■ **Requirement 1**
Scale the listing below, starting with its first line and going on through the line that contains "354 18 L 349", both ends included: write out only those lines again, requests included, with every polygon coordinate in the answers multiplied by 0.25 and rounded to whole numbers, halves rounded up. Leave the pictures out of your answer.

Single by Tinie Tempah featuring John Martin

from the album Demonstration
- Released: 25 October 2013
- Recorded: 2013
- Studio: Elevent Studios (Stockholm)
- Genre: Hip hop; power pop;
- Length: 3:51 (radio edit); 4:14 (album version);
- Label: Parlophone; Disturbing London;
- Songwriter(s): Patrick Okogwu; Eshraque Mughal; Charlie Bernado; John Martin; Michel Zitron; Måns Wredenberg;
- Producer(s): iSHi

Tinie Tempah singles chronology
| "Trampoline" (2013) | "Children of the Sun" (2013) | "Lover Not a Fighter" (2014) |

John Martin singles chronology
| ""Reload"" (2013) | ""Children of the Sun"" (2013) | ""Anywhere For You"" (2014) |

= Children of the Sun (Tinie Tempah song) =

2013 single by Tinie Tempah

"Children of the Sun" is a song by English rapper Tinie Tempah, featuring additional vocals from Swedish singer John Martin. It was released on 25 October 2013 as the second single from Tempah's second studio album Demonstration (2013). The track was produced by Eshraque "iSHi" Mughal, who also wrote Tinie's hits "Written in the Stars", "Invincible", "Game Over" and "Angels & Stars". The song reached number six in the UK Singles Chart. The song contains two references to Michael Jackson, which included the moonwalk and the song "Black or White".

==Music video==
The lyrics video for "Children of the Sun" premiered on Tinie Tempah's YouTube channel on 18 September 2013. The official video, directed by Jon Jon Augustavo premiered on 22 September 2013 with John Martin in the video, at a total length of five minutes and twenty seconds.

■ **Records supplied**
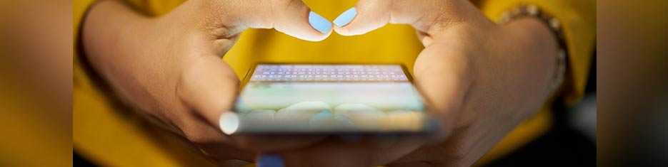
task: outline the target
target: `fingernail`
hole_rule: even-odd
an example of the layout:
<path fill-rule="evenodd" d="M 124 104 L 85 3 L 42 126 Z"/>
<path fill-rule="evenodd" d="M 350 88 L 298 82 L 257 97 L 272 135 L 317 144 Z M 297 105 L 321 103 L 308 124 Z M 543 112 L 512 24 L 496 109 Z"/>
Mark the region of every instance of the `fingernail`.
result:
<path fill-rule="evenodd" d="M 355 18 L 355 16 L 357 16 L 357 9 L 355 9 L 355 7 L 352 7 L 342 13 L 341 15 L 339 15 L 337 19 L 334 19 L 334 23 L 339 27 L 345 26 Z"/>
<path fill-rule="evenodd" d="M 257 160 L 258 167 L 283 167 L 283 158 L 276 155 L 260 155 Z"/>
<path fill-rule="evenodd" d="M 313 11 L 309 13 L 309 23 L 311 24 L 313 28 L 321 33 L 329 33 L 329 31 L 331 30 L 331 23 Z"/>

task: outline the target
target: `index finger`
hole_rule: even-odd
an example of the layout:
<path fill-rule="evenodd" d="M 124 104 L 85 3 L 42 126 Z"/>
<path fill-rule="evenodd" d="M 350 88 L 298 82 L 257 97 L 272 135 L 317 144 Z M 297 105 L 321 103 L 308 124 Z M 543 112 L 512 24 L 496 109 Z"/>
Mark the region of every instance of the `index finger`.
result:
<path fill-rule="evenodd" d="M 354 18 L 349 21 L 335 20 L 334 31 L 343 36 L 355 36 L 388 23 L 401 23 L 410 24 L 419 31 L 433 34 L 438 32 L 438 29 L 472 16 L 469 13 L 475 10 L 471 8 L 475 6 L 468 1 L 461 0 L 360 0 L 347 14 L 344 13 L 356 14 Z M 342 21 L 344 20 L 347 21 Z"/>

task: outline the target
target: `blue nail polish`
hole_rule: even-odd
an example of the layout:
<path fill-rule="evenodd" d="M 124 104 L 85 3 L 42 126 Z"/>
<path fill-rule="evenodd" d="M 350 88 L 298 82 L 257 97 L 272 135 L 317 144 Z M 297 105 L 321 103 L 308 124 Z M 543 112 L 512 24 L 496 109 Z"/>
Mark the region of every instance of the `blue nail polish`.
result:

■ **Requirement 2**
Print the whole article about the song "Children of the Sun" again, word for word.

■ **Final result 1**
task: outline the target
target: `fingernail`
hole_rule: even-odd
an example of the layout:
<path fill-rule="evenodd" d="M 124 104 L 85 3 L 42 126 Z"/>
<path fill-rule="evenodd" d="M 350 88 L 298 82 L 257 97 L 272 135 L 317 144 Z M 297 105 L 321 103 L 308 124 Z M 543 112 L 512 24 L 496 109 Z"/>
Mark the region of every instance of the `fingernail`.
result:
<path fill-rule="evenodd" d="M 89 5 L 89 4 L 89 4 L 89 2 L 89 2 L 89 2 L 88 2 L 86 3 L 85 4 L 85 4 L 84 5 L 84 5 L 84 6 L 85 7 L 86 7 Z"/>
<path fill-rule="evenodd" d="M 64 40 L 65 42 L 71 42 L 71 40 L 69 39 L 65 39 Z"/>
<path fill-rule="evenodd" d="M 78 3 L 77 3 L 77 6 L 78 6 L 78 7 L 80 8 L 82 8 L 82 8 L 83 8 L 83 6 Z"/>

task: outline the target
target: `index finger`
hole_rule: even-odd
an example of the layout:
<path fill-rule="evenodd" d="M 124 104 L 85 3 L 42 126 Z"/>
<path fill-rule="evenodd" d="M 350 88 L 298 82 L 257 97 L 272 135 L 317 144 Z M 297 105 L 321 103 L 308 124 Z M 543 112 L 512 24 L 496 109 Z"/>
Mark the region of every instance of the `index finger`.
result:
<path fill-rule="evenodd" d="M 89 5 L 87 5 L 84 5 L 84 8 L 86 9 L 89 9 L 97 6 L 100 6 L 103 6 L 105 8 L 108 9 L 110 8 L 110 7 L 118 4 L 117 3 L 119 3 L 118 2 L 119 2 L 117 0 L 115 0 L 90 0 L 87 4 L 86 3 L 89 4 Z M 86 5 L 86 5 L 87 5 Z"/>

■ **Final result 2**
Single by Tinie Tempah featuring John Martin

from the album Demonstration
- Released: 25 October 2013
- Recorded: 2013
- Studio: Elevent Studios (Stockholm)
- Genre: Hip hop; power pop;
- Length: 3:51 (radio edit); 4:14 (album version);
- Label: Parlophone; Disturbing London;
- Songwriter(s): Patrick Okogwu; Eshraque Mughal; Charlie Bernado; John Martin; Michel Zitron; Måns Wredenberg;
- Producer(s): iSHi

Tinie Tempah singles chronology
| "Trampoline" (2013) | "Children of the Sun" (2013) | "Lover Not a Fighter" (2014) |

John Martin singles chronology
| ""Reload"" (2013) | ""Children of the Sun"" (2013) | ""Anywhere For You"" (2014) |

= Children of the Sun (Tinie Tempah song) =

2013 single by Tinie Tempah

"Children of the Sun" is a song by English rapper Tinie Tempah, featuring additional vocals from Swedish singer John Martin. It was released on 25 October 2013 as the second single from Tempah's second studio album Demonstration (2013). The track was produced by Eshraque "iSHi" Mughal, who also wrote Tinie's hits "Written in the Stars", "Invincible", "Game Over" and "Angels & Stars". The song reached number six in the UK Singles Chart. The song contains two references to Michael Jackson, which included the moonwalk and the song "Black or White".

==Music video==
The lyrics video for "Children of the Sun" premiered on Tinie Tempah's YouTube channel on 18 September 2013. The official video, directed by Jon Jon Augustavo premiered on 22 September 2013 with John Martin in the video, at a total length of five minutes and twenty seconds.